--- Start of Data excerpts ---
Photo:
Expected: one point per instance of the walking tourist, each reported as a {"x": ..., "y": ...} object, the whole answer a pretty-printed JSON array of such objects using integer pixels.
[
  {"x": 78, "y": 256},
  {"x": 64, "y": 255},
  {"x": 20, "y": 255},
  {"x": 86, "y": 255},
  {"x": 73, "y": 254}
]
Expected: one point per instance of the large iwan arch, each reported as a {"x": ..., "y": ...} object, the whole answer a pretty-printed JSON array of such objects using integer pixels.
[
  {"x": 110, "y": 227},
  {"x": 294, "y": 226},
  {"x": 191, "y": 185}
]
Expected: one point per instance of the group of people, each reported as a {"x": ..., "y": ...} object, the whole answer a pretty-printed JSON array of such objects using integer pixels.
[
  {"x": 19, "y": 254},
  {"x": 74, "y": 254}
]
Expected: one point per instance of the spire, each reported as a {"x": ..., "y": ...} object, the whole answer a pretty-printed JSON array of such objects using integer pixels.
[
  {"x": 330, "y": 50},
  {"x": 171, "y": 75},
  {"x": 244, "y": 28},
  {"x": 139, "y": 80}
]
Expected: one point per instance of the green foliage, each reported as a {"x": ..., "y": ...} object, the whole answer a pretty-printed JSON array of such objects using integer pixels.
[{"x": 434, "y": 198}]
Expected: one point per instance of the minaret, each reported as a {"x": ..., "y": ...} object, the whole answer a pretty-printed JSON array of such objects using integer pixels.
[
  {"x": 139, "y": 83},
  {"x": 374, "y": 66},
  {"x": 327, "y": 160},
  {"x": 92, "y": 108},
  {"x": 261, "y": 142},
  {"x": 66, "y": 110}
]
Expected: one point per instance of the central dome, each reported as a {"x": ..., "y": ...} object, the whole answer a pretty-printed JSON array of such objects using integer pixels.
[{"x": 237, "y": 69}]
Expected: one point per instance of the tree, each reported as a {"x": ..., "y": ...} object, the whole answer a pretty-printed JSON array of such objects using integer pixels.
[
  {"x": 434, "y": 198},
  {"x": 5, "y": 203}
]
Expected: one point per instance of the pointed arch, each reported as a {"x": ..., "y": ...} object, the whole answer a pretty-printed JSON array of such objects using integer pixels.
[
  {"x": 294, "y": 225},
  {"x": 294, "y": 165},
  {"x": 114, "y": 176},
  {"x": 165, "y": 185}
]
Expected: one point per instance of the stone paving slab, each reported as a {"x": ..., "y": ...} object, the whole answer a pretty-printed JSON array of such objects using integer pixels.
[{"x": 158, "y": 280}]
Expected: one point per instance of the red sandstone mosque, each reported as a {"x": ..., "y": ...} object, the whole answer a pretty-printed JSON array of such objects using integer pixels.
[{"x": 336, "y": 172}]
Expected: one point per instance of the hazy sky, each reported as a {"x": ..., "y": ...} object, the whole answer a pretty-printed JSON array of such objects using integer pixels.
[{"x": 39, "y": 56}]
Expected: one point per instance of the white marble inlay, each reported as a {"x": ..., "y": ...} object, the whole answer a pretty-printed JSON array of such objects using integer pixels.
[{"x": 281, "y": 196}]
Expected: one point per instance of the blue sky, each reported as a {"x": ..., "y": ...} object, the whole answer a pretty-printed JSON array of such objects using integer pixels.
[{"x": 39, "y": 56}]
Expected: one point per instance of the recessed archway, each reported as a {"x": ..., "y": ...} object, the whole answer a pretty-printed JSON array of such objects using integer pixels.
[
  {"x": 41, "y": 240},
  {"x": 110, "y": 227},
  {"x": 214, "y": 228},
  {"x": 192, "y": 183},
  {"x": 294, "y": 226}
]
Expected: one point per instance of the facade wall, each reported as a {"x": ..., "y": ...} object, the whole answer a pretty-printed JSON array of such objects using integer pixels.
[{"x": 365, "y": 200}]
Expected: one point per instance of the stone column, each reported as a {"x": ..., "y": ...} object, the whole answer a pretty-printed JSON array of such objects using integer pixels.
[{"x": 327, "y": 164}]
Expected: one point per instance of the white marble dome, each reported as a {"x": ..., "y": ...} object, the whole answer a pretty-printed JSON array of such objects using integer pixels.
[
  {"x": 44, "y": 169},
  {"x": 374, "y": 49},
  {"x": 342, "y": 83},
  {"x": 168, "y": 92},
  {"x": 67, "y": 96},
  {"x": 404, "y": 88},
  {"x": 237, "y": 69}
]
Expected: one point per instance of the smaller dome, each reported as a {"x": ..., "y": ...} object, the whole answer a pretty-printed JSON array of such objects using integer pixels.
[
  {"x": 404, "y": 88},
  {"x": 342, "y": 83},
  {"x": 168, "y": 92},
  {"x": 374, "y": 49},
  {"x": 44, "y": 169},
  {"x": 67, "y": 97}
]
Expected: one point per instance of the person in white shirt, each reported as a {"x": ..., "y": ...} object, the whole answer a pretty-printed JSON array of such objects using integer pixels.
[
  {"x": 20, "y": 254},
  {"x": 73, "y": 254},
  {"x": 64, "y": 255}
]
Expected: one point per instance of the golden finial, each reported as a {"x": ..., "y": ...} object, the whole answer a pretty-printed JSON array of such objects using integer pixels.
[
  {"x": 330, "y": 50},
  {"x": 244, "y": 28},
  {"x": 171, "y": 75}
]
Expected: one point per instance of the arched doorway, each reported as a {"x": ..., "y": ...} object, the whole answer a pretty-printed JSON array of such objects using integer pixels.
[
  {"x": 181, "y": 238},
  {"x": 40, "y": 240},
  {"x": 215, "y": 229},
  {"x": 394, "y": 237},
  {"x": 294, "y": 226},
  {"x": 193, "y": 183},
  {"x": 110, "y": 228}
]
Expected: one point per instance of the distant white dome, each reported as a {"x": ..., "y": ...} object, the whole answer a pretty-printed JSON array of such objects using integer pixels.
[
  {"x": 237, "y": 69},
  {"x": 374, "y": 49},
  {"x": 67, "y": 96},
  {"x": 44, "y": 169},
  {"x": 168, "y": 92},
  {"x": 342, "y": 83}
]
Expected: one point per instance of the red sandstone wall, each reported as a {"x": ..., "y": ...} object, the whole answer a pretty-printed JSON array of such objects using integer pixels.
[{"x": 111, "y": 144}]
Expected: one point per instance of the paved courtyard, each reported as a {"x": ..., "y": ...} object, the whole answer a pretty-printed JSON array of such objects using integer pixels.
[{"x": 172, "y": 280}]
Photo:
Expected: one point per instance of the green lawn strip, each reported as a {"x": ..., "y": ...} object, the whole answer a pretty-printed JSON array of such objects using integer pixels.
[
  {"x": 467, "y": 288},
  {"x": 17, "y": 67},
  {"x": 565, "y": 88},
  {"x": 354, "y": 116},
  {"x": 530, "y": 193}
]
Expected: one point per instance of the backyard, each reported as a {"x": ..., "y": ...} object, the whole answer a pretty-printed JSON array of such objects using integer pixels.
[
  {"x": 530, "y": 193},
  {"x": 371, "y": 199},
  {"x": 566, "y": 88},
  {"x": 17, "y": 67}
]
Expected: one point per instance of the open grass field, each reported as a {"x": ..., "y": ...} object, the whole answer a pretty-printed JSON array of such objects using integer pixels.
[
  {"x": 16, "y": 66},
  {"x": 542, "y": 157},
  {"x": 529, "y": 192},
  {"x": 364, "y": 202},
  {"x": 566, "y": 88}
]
--- End of Data excerpts ---
Brief ▸
Please update every line of the records above, replacing "integer pixels" with "whole-number pixel coordinates" and leaving everything else unchanged.

Written answer ▸
Photo:
Expected: one point per instance of the walking tourist, each reported as a {"x": ..., "y": ...} object, the whole answer a pretty-printed JSON array of such objects using whole-number pixel coordinates.
[
  {"x": 78, "y": 256},
  {"x": 64, "y": 255},
  {"x": 20, "y": 255},
  {"x": 86, "y": 255},
  {"x": 73, "y": 254}
]
Expected: one point per instance of the large iwan arch, each reported as a {"x": ..., "y": ...} object, the whole answer a pretty-printed JSON array of such objects using whole-number pixel coordinates.
[
  {"x": 110, "y": 227},
  {"x": 294, "y": 226},
  {"x": 191, "y": 185}
]
Expected: one point per instance of the group of people, each reported as a {"x": ..., "y": ...} object, the whole answer a pretty-printed JSON array of such objects using whole-number pixel coordinates.
[
  {"x": 19, "y": 254},
  {"x": 74, "y": 254}
]
Expected: one point per instance of the spire, each reported as a {"x": ..., "y": ...} object, the whole answer a pretty-printed JSON array of such objects using whole-number pixel coordinates.
[
  {"x": 330, "y": 50},
  {"x": 171, "y": 75},
  {"x": 244, "y": 28},
  {"x": 139, "y": 80}
]
Expected: one point per instance of the green foliage, each reported as a {"x": ..., "y": ...} object, the whole answer a pretty-printed JSON array of such objects using whole-number pixel coordinates.
[{"x": 434, "y": 198}]
Expected: one point per instance of the minaret, each reported as a {"x": ..., "y": ...} object, the whole answer a pretty-printed JSON array of such objects using whole-number pixel coordinates.
[
  {"x": 139, "y": 83},
  {"x": 374, "y": 66},
  {"x": 327, "y": 160},
  {"x": 92, "y": 108},
  {"x": 261, "y": 142},
  {"x": 66, "y": 110}
]
Expected: one point per instance of the central dome, each reported as a {"x": ..., "y": ...} object, the whole answer a pretty-printed JSON array of such objects using whole-number pixel coordinates.
[{"x": 237, "y": 69}]
Expected: one point per instance of the tree, each reported as a {"x": ..., "y": ...} object, the whole answer a pretty-printed JSON array of such objects using whole-number pixel coordinates.
[
  {"x": 434, "y": 198},
  {"x": 5, "y": 203}
]
Expected: one point per instance of the pointed arch, each reported as a {"x": ..., "y": ...} object, the whole answer a pretty-printed JSON array of such objects using whole-number pixel coordinates.
[
  {"x": 294, "y": 225},
  {"x": 294, "y": 165},
  {"x": 114, "y": 176},
  {"x": 165, "y": 185}
]
Expected: one point per instance of the stone paving slab, each reported as a {"x": ..., "y": ...} object, the whole answer a pretty-printed JSON array of such objects using whole-number pixel coordinates.
[{"x": 158, "y": 280}]
Expected: one point per instance of the red sandstone mosque, each reported as a {"x": ..., "y": ...} object, the whole answer a pretty-printed JSON array of such objects using whole-number pixel coordinates.
[{"x": 336, "y": 172}]
Expected: one point per instance of the hazy sky, each reported as a {"x": ..., "y": ...} object, the whole answer a pretty-printed JSON array of such objects using whole-number pixel coordinates.
[{"x": 39, "y": 56}]
Expected: one point per instance of the white marble inlay, each reported as a {"x": ..., "y": ...} object, the whole answer a pretty-printed JSON array of such objects using whole-number pixel coordinates.
[{"x": 281, "y": 196}]
Expected: one point per instance of the blue sky, each reported as a {"x": ..., "y": ...} object, the whole answer a pretty-printed JSON array of such objects using whole-number pixel coordinates.
[{"x": 39, "y": 56}]
Expected: one point per instance of the recessed archway, each reported as a {"x": ..., "y": ...} object, the whole answer a pretty-printed JSON array of such objects using whole-number pixel coordinates.
[
  {"x": 41, "y": 240},
  {"x": 110, "y": 227},
  {"x": 214, "y": 228},
  {"x": 192, "y": 183},
  {"x": 294, "y": 226}
]
Expected: one point per instance of the facade wall, each reported as a {"x": ..., "y": ...} object, the whole answer a pretty-printed JSON array of such objects using whole-number pixel coordinates.
[{"x": 365, "y": 200}]
Expected: one point per instance of the stone column, each reported as a {"x": ..., "y": ...} object, the whole answer a pretty-printed JSON array of such objects using whole-number pixel coordinates.
[{"x": 327, "y": 164}]
Expected: one point per instance of the white marble dome, each reported as a {"x": ..., "y": ...} object, the whole answer a pretty-printed JSON array of such objects using whole-number pixel coordinates.
[
  {"x": 44, "y": 169},
  {"x": 374, "y": 49},
  {"x": 342, "y": 83},
  {"x": 168, "y": 92},
  {"x": 67, "y": 96},
  {"x": 404, "y": 88},
  {"x": 237, "y": 69}
]
Expected: one point per instance of the smaller dome, each reported as a {"x": ..., "y": ...} object, the whole answer a pretty-printed JSON array of such objects using whole-number pixel coordinates.
[
  {"x": 404, "y": 88},
  {"x": 342, "y": 83},
  {"x": 168, "y": 92},
  {"x": 374, "y": 49},
  {"x": 44, "y": 169},
  {"x": 67, "y": 97}
]
Expected: one point per instance of the person in white shirt, each reported as a {"x": ..., "y": ...} object, the whole answer a pretty-printed JSON array of such objects using whole-number pixel coordinates.
[
  {"x": 20, "y": 254},
  {"x": 73, "y": 254},
  {"x": 64, "y": 255}
]
Expected: one point per instance of the golden finial, each reported as a {"x": ..., "y": ...} object, the whole answer a pretty-printed JSON array of such objects using whole-number pixel coordinates.
[
  {"x": 330, "y": 50},
  {"x": 244, "y": 28},
  {"x": 171, "y": 75}
]
Expected: one point per instance of the arched doorway, each reported as a {"x": ..., "y": ...} object, the whole answer a pretty-printed JSON array of such objects using whole-number pixel coordinates.
[
  {"x": 181, "y": 238},
  {"x": 40, "y": 240},
  {"x": 215, "y": 229},
  {"x": 394, "y": 237},
  {"x": 294, "y": 226},
  {"x": 193, "y": 183},
  {"x": 110, "y": 228}
]
Expected: one point per instance of the distant white dome, each reported as a {"x": ..., "y": ...} object, the whole answer a pretty-printed JSON array of such objects using whole-number pixel coordinates.
[
  {"x": 237, "y": 69},
  {"x": 374, "y": 49},
  {"x": 67, "y": 96},
  {"x": 44, "y": 169},
  {"x": 168, "y": 92},
  {"x": 342, "y": 83}
]
Expected: one point per instance of the red sandstone wall, each reported as a {"x": ..., "y": ...} object, the whole answer a pretty-printed JSON array of such objects using whole-number pixel coordinates.
[{"x": 111, "y": 144}]
Expected: one point per instance of the paved courtyard, each reported as a {"x": ..., "y": ...} object, the whole answer a pretty-printed JSON array of such objects using whole-number pixel coordinates.
[{"x": 172, "y": 280}]
Photo:
Expected: one point per instance of the green lawn strip, each reported as a {"x": ..., "y": ...} object, the whole answer a pretty-printed JSON array of such objects using whole-number pixel coordinates.
[
  {"x": 467, "y": 288},
  {"x": 17, "y": 67},
  {"x": 565, "y": 88},
  {"x": 354, "y": 116},
  {"x": 530, "y": 193}
]
Expected: one point per instance of the backyard, each reported as a {"x": ..., "y": ...} object, the whole answer a pretty-printed JSON array of such objects using whole-number pixel coordinates.
[
  {"x": 530, "y": 193},
  {"x": 371, "y": 199},
  {"x": 566, "y": 88},
  {"x": 17, "y": 67}
]
Expected: one point per instance of the open grass field, each reported as a {"x": ..., "y": ...} object, the whole answer a pretty-printed JSON array of such objects using whole-number pixel coordinates.
[
  {"x": 16, "y": 66},
  {"x": 542, "y": 157},
  {"x": 529, "y": 192},
  {"x": 364, "y": 202},
  {"x": 566, "y": 88}
]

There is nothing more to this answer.